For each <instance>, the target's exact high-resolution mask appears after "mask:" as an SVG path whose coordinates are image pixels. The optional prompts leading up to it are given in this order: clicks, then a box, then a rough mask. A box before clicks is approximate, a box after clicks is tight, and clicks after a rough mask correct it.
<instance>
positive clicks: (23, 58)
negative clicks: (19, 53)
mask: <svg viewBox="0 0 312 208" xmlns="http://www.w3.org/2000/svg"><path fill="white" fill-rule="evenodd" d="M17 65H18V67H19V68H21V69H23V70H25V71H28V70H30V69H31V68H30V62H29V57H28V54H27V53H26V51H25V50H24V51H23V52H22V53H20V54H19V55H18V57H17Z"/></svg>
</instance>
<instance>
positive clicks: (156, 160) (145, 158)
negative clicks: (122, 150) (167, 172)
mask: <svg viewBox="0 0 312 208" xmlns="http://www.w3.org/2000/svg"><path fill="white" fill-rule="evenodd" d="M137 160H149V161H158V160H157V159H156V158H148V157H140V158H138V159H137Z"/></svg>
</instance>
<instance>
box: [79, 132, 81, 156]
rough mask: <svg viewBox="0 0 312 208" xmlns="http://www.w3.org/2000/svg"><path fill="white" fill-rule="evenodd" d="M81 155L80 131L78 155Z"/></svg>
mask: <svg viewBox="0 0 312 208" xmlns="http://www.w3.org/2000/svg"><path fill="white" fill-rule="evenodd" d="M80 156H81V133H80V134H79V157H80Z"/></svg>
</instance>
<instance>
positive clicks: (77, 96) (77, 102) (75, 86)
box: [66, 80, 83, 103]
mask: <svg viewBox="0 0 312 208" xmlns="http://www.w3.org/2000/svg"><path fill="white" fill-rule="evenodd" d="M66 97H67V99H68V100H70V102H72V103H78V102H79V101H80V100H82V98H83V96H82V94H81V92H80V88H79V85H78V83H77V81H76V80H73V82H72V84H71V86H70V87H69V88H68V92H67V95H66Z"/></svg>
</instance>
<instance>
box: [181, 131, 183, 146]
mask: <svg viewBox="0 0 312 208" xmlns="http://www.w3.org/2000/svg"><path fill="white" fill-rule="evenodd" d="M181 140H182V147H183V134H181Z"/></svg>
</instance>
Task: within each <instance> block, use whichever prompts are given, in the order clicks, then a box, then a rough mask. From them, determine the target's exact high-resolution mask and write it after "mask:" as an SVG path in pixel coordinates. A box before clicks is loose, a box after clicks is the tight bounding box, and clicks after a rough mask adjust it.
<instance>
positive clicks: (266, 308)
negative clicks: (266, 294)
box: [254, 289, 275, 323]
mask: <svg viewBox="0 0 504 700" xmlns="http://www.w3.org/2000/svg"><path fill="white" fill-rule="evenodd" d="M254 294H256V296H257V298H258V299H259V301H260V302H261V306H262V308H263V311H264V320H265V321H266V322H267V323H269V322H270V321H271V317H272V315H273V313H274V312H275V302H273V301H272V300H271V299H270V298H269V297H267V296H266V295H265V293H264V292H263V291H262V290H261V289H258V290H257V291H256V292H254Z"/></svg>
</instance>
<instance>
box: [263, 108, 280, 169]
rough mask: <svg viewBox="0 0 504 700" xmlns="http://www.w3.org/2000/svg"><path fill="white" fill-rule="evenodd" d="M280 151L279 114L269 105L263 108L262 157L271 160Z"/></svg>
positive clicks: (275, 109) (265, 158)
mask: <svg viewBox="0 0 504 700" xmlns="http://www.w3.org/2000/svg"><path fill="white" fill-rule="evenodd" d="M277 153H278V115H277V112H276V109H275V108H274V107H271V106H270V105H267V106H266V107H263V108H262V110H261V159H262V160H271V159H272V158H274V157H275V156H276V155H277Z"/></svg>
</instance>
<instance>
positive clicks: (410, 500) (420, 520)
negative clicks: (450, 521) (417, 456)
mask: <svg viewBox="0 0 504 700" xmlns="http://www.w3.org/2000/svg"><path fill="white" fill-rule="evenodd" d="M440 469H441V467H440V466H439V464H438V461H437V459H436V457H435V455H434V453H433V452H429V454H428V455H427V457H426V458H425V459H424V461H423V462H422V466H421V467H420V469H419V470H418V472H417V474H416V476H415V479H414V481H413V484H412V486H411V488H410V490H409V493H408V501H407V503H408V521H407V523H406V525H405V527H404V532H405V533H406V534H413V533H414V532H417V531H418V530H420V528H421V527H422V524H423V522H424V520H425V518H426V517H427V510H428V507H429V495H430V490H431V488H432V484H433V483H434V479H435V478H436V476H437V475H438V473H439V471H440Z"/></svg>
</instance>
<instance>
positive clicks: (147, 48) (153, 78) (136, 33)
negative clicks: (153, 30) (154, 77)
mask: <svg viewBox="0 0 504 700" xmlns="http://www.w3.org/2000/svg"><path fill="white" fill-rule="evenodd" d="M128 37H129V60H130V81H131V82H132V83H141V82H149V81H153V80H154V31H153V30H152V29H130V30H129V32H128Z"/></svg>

++++++++++++++++++++

### What you need to do
Please give back, exactly as it stands above, the stretch from the line with "positive clicks: (266, 308)" through the line with "positive clicks: (410, 500) (420, 520)", and no line outside it.

### Output below
positive clicks: (266, 308)
negative clicks: (266, 294)
box: [254, 289, 275, 323]
mask: <svg viewBox="0 0 504 700" xmlns="http://www.w3.org/2000/svg"><path fill="white" fill-rule="evenodd" d="M254 294H256V296H257V298H258V299H259V301H260V302H261V306H262V308H263V311H264V320H265V321H266V322H267V323H269V322H270V321H271V317H272V315H273V313H274V312H275V302H273V301H272V300H271V299H270V298H269V297H267V296H266V295H265V293H264V292H263V291H262V290H261V289H258V290H257V291H256V292H254Z"/></svg>
</instance>
<instance>
box: [263, 108, 280, 169]
rough mask: <svg viewBox="0 0 504 700" xmlns="http://www.w3.org/2000/svg"><path fill="white" fill-rule="evenodd" d="M280 151L279 114L269 105L263 108L262 157L271 160Z"/></svg>
positive clicks: (275, 109) (265, 158)
mask: <svg viewBox="0 0 504 700" xmlns="http://www.w3.org/2000/svg"><path fill="white" fill-rule="evenodd" d="M277 153H278V115H277V112H276V109H275V108H274V107H271V106H270V105H267V106H266V107H263V108H262V110H261V159H262V160H271V159H272V158H274V157H275V156H276V155H277Z"/></svg>
</instance>
<instance>
positive clicks: (410, 500) (420, 520)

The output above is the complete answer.